▶ _Work instruction_
Continue the account of taking a 23andMe ancestry test, picking up right after its final sentence.

Passage START

One day in early March, read the instructions, fasted night before & abstained from liquids (aside from genetics, medical mappings are included which could be influenced by food & drink contaminants).
23andMe provides a test tube size, saliva collection container. Affixed kit-provided bar codes to each collection article & popped my completed kit in the mail. Non-evasive, couldn’t be easier. Now just a waiting game.
Over time, I envisioned multiple ancestral possibilities for my father’s past. Lotta mixing of races in the 19th century. African?
A majority of US citizens share a Native American history. 23andMe would not only identify my indigenous past but also provide a clue as to what major tribe. Would I be Arapahoe, Ute, Lakota, Navajo – or maybe an East Coast people like the Iroquois?

Passage END
Given records START

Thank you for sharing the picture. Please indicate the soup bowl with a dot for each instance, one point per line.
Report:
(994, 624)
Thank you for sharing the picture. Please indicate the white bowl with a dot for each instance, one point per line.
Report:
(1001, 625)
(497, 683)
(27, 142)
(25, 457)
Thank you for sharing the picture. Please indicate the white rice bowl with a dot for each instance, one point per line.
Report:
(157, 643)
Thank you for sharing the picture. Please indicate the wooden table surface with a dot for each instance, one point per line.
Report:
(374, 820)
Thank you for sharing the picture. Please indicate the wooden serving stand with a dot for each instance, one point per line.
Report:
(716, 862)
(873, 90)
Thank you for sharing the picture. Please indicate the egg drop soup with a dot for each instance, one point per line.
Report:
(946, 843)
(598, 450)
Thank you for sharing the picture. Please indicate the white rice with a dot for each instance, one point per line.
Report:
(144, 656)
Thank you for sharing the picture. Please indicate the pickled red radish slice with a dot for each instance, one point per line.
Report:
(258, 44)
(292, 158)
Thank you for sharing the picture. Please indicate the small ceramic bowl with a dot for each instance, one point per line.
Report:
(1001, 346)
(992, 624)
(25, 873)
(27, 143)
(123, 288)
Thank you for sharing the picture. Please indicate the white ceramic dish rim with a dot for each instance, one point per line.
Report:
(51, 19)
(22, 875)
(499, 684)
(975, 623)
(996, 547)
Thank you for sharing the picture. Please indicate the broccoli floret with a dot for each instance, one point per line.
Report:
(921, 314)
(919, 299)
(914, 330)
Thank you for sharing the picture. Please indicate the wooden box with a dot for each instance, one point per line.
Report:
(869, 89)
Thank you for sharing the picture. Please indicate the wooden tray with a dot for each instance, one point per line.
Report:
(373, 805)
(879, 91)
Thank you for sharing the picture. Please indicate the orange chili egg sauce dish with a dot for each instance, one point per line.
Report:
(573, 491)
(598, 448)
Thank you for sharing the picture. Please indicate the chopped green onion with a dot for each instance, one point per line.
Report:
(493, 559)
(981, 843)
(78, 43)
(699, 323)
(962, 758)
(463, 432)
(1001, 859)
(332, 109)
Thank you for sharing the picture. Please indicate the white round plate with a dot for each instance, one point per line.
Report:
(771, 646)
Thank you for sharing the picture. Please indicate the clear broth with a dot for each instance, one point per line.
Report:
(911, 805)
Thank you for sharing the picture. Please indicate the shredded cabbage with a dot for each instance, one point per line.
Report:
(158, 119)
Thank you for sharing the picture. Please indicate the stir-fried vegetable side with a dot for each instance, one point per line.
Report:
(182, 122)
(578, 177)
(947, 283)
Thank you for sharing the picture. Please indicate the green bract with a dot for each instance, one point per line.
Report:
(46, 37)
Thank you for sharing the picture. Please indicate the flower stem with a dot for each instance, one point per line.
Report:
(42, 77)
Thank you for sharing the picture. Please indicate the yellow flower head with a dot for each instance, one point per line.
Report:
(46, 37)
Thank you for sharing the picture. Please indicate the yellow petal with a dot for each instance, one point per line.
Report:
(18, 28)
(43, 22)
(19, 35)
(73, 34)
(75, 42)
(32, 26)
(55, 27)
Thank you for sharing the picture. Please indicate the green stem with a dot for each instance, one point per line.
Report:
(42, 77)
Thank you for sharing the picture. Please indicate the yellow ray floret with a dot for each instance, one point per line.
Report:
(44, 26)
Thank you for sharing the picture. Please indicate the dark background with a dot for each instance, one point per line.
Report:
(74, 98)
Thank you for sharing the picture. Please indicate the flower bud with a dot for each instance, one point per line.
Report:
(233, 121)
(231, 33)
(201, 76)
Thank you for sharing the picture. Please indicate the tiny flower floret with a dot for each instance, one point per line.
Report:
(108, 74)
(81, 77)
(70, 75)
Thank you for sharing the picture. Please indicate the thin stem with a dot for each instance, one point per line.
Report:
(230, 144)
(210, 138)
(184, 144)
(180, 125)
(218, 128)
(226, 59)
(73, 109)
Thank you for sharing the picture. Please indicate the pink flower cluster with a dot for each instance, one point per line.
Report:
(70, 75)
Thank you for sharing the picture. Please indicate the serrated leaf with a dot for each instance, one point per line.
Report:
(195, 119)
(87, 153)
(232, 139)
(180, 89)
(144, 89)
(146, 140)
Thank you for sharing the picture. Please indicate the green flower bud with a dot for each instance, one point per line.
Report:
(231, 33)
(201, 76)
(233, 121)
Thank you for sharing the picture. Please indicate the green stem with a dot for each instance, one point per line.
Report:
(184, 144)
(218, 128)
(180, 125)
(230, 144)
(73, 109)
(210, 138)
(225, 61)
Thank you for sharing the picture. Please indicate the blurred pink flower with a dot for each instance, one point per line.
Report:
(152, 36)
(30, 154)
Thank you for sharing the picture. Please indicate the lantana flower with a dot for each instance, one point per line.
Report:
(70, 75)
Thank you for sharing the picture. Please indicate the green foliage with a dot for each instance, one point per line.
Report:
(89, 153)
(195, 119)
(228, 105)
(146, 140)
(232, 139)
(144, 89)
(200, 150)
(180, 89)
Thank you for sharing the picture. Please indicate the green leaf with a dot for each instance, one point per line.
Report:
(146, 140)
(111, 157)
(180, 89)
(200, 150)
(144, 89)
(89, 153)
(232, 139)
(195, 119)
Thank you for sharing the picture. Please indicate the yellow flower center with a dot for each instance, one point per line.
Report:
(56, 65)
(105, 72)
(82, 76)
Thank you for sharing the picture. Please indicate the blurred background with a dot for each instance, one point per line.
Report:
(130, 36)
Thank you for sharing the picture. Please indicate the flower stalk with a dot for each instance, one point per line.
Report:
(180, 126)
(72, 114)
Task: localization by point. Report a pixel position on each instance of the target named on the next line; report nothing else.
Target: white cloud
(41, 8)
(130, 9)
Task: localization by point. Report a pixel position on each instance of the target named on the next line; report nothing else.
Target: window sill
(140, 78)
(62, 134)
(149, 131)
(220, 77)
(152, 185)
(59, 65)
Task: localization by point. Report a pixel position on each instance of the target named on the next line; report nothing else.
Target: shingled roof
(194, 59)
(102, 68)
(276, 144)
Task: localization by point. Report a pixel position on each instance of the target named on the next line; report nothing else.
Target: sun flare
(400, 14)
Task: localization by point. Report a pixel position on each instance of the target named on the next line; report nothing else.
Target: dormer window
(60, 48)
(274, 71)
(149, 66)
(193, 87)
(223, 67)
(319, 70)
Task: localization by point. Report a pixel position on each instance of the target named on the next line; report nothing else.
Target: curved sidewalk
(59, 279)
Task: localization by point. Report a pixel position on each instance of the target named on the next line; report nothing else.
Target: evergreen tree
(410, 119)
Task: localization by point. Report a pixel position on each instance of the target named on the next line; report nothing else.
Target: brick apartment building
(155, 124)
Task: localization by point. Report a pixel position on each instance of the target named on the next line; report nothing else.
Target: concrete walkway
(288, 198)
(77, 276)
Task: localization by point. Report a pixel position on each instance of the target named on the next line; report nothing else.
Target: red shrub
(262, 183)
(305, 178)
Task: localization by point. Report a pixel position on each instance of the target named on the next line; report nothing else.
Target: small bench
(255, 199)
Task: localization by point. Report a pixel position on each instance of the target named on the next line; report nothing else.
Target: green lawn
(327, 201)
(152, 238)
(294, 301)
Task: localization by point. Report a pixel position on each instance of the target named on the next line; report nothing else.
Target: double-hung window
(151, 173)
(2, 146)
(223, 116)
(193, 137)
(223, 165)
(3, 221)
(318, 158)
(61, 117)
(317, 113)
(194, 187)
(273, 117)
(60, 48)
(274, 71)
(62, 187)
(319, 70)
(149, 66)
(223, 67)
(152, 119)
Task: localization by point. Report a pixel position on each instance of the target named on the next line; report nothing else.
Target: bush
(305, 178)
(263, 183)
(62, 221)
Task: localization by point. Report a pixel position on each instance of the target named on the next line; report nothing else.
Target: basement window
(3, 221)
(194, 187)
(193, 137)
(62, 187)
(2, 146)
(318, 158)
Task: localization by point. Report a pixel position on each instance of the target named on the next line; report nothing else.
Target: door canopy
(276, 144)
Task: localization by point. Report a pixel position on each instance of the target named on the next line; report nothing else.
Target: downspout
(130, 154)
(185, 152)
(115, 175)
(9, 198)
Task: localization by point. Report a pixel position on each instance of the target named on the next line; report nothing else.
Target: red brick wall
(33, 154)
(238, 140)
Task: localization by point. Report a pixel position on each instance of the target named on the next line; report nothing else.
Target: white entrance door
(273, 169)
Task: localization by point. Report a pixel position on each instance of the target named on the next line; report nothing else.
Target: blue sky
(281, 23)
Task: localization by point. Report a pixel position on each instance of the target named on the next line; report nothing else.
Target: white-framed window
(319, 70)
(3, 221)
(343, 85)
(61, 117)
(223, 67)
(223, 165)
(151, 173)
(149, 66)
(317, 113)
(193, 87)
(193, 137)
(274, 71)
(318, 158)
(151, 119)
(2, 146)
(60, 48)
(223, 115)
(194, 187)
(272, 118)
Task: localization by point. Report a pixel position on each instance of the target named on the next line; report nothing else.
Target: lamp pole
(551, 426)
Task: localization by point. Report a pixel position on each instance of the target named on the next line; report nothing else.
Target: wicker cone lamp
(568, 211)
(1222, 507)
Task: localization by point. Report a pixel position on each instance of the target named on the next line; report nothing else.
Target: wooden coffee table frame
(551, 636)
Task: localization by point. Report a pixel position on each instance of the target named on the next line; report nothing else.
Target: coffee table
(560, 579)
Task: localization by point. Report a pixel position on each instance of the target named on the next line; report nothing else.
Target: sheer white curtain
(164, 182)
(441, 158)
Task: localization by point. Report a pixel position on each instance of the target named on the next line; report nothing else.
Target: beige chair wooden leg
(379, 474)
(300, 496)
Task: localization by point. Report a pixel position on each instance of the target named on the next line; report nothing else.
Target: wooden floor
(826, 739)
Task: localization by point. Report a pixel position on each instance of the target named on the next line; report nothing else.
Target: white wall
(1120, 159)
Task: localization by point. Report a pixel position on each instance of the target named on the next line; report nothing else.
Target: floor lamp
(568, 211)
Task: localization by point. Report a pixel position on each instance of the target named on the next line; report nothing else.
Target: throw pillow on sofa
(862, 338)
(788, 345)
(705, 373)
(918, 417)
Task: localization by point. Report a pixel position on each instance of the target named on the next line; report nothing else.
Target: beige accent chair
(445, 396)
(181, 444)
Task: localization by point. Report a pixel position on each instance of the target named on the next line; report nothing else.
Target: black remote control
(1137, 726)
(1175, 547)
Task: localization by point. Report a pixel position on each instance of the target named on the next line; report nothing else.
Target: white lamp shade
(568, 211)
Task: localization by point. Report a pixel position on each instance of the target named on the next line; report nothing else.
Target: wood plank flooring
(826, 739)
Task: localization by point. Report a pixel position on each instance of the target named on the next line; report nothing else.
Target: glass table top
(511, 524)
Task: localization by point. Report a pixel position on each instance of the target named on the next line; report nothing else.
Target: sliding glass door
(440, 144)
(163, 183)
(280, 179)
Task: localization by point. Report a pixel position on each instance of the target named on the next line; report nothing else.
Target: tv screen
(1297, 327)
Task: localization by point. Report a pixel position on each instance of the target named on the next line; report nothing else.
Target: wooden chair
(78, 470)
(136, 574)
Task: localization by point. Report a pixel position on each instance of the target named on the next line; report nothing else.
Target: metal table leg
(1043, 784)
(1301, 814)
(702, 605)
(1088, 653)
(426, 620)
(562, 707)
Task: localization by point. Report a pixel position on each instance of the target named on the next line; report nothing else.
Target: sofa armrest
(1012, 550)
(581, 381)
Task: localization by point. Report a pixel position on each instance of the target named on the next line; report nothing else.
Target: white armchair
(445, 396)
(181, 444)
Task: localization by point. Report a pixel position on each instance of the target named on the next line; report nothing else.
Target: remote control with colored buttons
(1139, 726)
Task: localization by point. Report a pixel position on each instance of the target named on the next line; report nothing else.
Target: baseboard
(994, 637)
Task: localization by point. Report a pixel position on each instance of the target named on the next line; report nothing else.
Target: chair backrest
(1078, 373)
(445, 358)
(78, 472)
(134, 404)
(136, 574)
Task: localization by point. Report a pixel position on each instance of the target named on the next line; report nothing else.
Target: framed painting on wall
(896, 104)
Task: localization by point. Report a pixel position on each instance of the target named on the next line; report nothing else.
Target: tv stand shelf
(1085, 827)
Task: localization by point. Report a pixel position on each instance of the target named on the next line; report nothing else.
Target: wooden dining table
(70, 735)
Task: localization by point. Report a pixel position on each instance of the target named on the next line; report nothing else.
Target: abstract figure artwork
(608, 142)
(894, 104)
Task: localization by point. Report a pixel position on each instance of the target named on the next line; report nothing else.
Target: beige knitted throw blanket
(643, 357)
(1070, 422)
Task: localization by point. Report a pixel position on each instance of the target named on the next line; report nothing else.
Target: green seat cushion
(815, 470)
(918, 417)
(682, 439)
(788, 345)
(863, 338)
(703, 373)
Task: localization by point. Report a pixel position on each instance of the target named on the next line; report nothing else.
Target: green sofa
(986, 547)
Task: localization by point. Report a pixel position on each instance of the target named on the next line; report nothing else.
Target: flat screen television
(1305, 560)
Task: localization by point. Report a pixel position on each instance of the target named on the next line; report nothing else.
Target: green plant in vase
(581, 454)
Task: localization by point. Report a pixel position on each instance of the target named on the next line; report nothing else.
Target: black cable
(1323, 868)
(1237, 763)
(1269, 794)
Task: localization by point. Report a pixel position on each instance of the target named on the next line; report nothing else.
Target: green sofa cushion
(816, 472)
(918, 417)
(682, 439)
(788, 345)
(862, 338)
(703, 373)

Given records END

▶ _Exercise response_
My father had dark hair and a sun-baked complexion – yep, American Indian 🙂 [Knowing what I do know about my family ancestry, actual possibility of me being Native American is almost laughable – uh, not likely.]
email inbox – my test results were available online.
0% Asian, 0% African, 0% Native American…100% European – nope, nothing exotic. Scandinavian, German, Celtic dominate.
Test must be bogus. Certain I must be American Indian. LOL>
Physical traits
Blue eyes, fair skin. Hair texture – not curly, not straight…wavy. Still not convinced. Anyone with FaceBook can pull up my profile pic & provide this info.
Ring finger longer than fore finger. Non-existent back hair. Blog family – that’s as much as you’re gonna get online. Mind blowing so many unique genetic markers, all tagged from a single vial of spit. LOL>
You have more Neanderthal variants than 97% of 23andMe customers.
However, your Neanderthal ancestry accounts for less than 4% of your overall DNA.
- Scandinavian 34.7%
- German 26.3%
- Celtic 17.8%
The earliest people of Scandinavia hunted reindeer and seals and fished for salmon. By 4000 years ago these hunter/gatherers had been joined by cattle herders from the south. Although at the northwestern periphery of Europe, Scandinavia has never been completely isolated from peoples to the south and east.
FASCINATING – but worth the money?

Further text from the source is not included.